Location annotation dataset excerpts

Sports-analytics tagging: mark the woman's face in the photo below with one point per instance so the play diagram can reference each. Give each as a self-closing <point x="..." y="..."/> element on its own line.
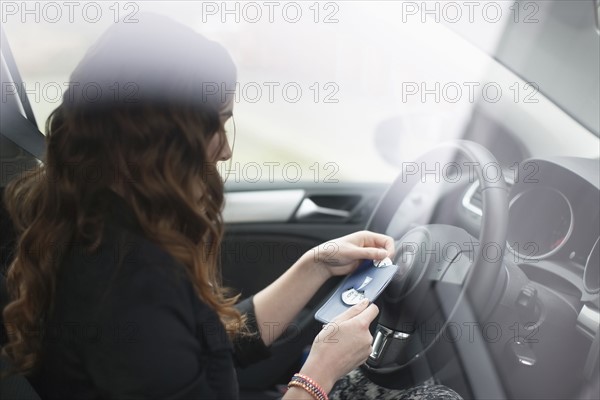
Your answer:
<point x="218" y="151"/>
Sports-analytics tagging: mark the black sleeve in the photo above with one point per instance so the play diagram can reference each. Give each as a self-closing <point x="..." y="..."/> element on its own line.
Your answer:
<point x="249" y="349"/>
<point x="152" y="345"/>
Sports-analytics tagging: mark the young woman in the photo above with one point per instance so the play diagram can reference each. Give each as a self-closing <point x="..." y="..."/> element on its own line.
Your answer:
<point x="115" y="285"/>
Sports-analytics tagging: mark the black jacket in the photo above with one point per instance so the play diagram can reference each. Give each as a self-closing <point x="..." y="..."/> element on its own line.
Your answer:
<point x="127" y="323"/>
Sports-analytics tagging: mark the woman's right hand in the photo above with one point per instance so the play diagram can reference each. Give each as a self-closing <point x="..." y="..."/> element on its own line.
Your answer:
<point x="342" y="345"/>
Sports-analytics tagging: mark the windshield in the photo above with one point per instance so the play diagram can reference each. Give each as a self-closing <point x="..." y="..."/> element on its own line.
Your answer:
<point x="345" y="91"/>
<point x="553" y="44"/>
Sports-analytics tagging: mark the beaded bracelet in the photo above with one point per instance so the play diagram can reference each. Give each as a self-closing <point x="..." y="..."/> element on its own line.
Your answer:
<point x="312" y="387"/>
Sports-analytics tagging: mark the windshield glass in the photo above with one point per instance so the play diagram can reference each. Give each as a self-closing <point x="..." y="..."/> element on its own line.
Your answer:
<point x="345" y="91"/>
<point x="552" y="43"/>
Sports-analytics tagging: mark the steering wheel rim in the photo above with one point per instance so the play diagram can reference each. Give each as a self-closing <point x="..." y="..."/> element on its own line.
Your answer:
<point x="484" y="271"/>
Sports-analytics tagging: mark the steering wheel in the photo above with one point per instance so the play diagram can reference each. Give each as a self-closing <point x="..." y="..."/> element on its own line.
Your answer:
<point x="439" y="265"/>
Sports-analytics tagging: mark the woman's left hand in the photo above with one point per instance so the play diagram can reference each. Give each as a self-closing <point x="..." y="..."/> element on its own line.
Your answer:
<point x="341" y="256"/>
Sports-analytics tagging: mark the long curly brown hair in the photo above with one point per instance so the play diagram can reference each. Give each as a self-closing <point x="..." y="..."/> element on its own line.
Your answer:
<point x="140" y="110"/>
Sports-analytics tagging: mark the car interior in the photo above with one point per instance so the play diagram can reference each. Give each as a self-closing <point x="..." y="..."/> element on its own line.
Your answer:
<point x="511" y="201"/>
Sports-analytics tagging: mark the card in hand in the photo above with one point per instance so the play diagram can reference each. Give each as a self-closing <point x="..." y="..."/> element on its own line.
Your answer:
<point x="367" y="281"/>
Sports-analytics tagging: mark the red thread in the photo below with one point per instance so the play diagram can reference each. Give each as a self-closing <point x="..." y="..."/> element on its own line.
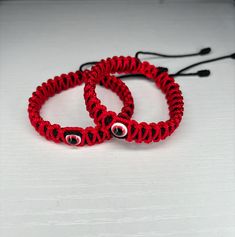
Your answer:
<point x="138" y="132"/>
<point x="89" y="135"/>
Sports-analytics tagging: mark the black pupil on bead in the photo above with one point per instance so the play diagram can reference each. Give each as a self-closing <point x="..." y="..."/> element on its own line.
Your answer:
<point x="118" y="131"/>
<point x="73" y="140"/>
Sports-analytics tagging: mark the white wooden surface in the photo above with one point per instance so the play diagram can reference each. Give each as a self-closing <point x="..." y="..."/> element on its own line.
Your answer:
<point x="182" y="187"/>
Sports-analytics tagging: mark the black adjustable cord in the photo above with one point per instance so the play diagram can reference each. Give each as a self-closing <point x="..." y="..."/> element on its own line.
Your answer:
<point x="203" y="51"/>
<point x="203" y="62"/>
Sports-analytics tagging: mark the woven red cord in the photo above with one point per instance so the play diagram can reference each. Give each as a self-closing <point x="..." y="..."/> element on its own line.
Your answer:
<point x="89" y="135"/>
<point x="138" y="132"/>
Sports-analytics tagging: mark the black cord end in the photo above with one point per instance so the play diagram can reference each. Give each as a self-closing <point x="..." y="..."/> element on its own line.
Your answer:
<point x="203" y="73"/>
<point x="205" y="51"/>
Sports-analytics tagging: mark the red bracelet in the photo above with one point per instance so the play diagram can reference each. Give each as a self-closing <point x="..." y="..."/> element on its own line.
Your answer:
<point x="124" y="127"/>
<point x="76" y="136"/>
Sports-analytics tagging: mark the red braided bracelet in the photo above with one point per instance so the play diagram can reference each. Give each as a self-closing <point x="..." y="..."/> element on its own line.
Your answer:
<point x="74" y="135"/>
<point x="123" y="127"/>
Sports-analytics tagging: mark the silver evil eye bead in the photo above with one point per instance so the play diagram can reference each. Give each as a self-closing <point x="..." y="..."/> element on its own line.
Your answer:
<point x="119" y="130"/>
<point x="72" y="139"/>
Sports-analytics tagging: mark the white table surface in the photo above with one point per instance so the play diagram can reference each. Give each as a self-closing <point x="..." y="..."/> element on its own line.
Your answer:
<point x="184" y="186"/>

- _The task_
Extract all the entries word for word; omit any pictures.

- _Task output_
Sports-analytics tagging: mark the woman's face in the photo below with one point per instance so the play diagram can reference each. Give each as a self-closing <point x="..." y="..."/> element on its own line.
Your answer:
<point x="218" y="151"/>
Sports-analytics tagging: mark the black sleeve in the photo above with one point per instance so the play diagram can reference each. Give each as a self-closing <point x="..." y="..."/> element on its own line.
Your answer:
<point x="249" y="349"/>
<point x="152" y="345"/>
Sports-analytics tagging: mark the young woman in the photo above with one point per instance so the play diagram can reference each. Give each as a self-closing <point x="..." y="..."/> element on its own line.
Your answer:
<point x="115" y="285"/>
Sports-analytics tagging: mark the black jacket in the photo above with one point per instance so the play diagram can reference each. Give each as a self-closing <point x="..." y="..."/> element on its own line.
Your answer:
<point x="127" y="323"/>
Sports-analytics tagging: mark the woman's right hand in the photo above with one point per instance so the play diagram can reference each. Give each as a self-closing <point x="..." y="..."/> element on its own line.
Your answer:
<point x="342" y="345"/>
Sports-analytics tagging: mark the windshield in the photo above with one point per instance so the play diagram can reference each. Give each as a self-closing <point x="..." y="..."/> element on its own line.
Your answer:
<point x="345" y="91"/>
<point x="553" y="44"/>
Sports-analytics tagging: mark the beaded bracelet in the photo above with one point per instance so the play diagram can reference each. Give each as a self-closing <point x="..." y="..."/> element on its own line.
Your answer:
<point x="312" y="387"/>
Sports-analytics tagging: mark the windshield glass in the photo above with one point per instance so the play diagram can reference each. Give each as a self-closing <point x="..." y="..."/> element on its own line.
Your answer:
<point x="345" y="91"/>
<point x="552" y="43"/>
Sports-analytics tagging: mark the steering wheel rim in the photo above with one point per instance so the play diagram can reference each. Give each as a self-closing <point x="..." y="..."/> element on its own line.
Your answer:
<point x="484" y="271"/>
Sports-analytics tagging: mark the steering wheel in the photo above with one point per instance so the play diagram can reference each. Give each as a self-closing <point x="..." y="..."/> element on its own line.
Your answer:
<point x="439" y="265"/>
Sports-analytics tagging: mark the woman's left hand in the photo above with one point per instance so the play diagram can reference each. Give each as a self-closing <point x="..." y="..."/> element on its own line.
Your answer:
<point x="341" y="256"/>
Sports-analytics tagging: mark the long curly brown hair in the photo above with one point per instance so the play diagram can reference each. Give each as a self-closing <point x="..." y="..."/> element on its own line.
Your answer:
<point x="140" y="110"/>
Sports-analytics tagging: mark the car interior in the photo above with one point per instance so the play diagram can reference each. Give each as a self-closing <point x="..." y="..."/> element on its own line.
Your answer:
<point x="511" y="201"/>
Sports-analytics tagging: mark the card in hand in the photo above with one point per instance so the play diagram can reference each. Give each as a self-closing <point x="..." y="..."/> element on its own line.
Your answer:
<point x="367" y="281"/>
Sports-analytics tagging: mark the red thread in the photo below with one point per instance so the play diagram can reference each. Give each as a self-closing <point x="..." y="..."/> element on its own line.
Your answer:
<point x="138" y="132"/>
<point x="89" y="135"/>
Sports-analytics tagging: mark the black pupil on bead in the photo above with one point per instance so the play diagram can reference each. Give each as a self-closing <point x="..." y="..."/> element on its own line.
Your answer:
<point x="118" y="131"/>
<point x="73" y="140"/>
Sports-analytics tagging: mark the white wooden surface in the photo above with one point per instance so the play diagram can reference each. Give each as a self-closing <point x="..." y="..."/> element on its own line.
Your answer:
<point x="182" y="187"/>
Sports-analytics tagging: mark the black adjustable cord in the photo above with one point per instance so the play diagram can reference each. Give each as a self-closing <point x="..." y="..."/> element on its own line.
Your answer:
<point x="203" y="51"/>
<point x="203" y="62"/>
Sports-analytics tagging: mark the woven red cord in the photo above with one point per instance so the play diagram can reference each. Give each as a self-closing <point x="..." y="..."/> element on its own line.
Your answer:
<point x="89" y="135"/>
<point x="138" y="132"/>
Sports-analytics tagging: mark the black cord end in the photo above with one point per instance so the play diagram can reference each. Give each as a self-closing <point x="..." y="..."/> element on its own line.
Your answer:
<point x="203" y="73"/>
<point x="205" y="51"/>
Sports-analytics tagging: mark the red bracelet in the photo above with one point per instance so the play diagram can reference each. Give each as a self-closing <point x="..." y="..."/> element on its own line.
Your answer:
<point x="124" y="127"/>
<point x="76" y="136"/>
Sports-analytics tagging: mark the red braided bracelet in the photo above with one point per instance so the play diagram can reference each. Give each as a self-closing <point x="..." y="..."/> element on its own line.
Your answer:
<point x="74" y="135"/>
<point x="123" y="127"/>
Sports-analytics tagging: mark the silver evil eye bead in the photo above with one point per instance so the play diagram can reference each. Give each as a self-closing <point x="..." y="..."/> element on its own line.
Your answer:
<point x="119" y="130"/>
<point x="72" y="139"/>
Sports-analytics tagging: mark the white table surface in the photo above with one point per instance so the play diagram can reference each. Give each as a self-closing <point x="..." y="..."/> element on its own line.
Your answer:
<point x="184" y="186"/>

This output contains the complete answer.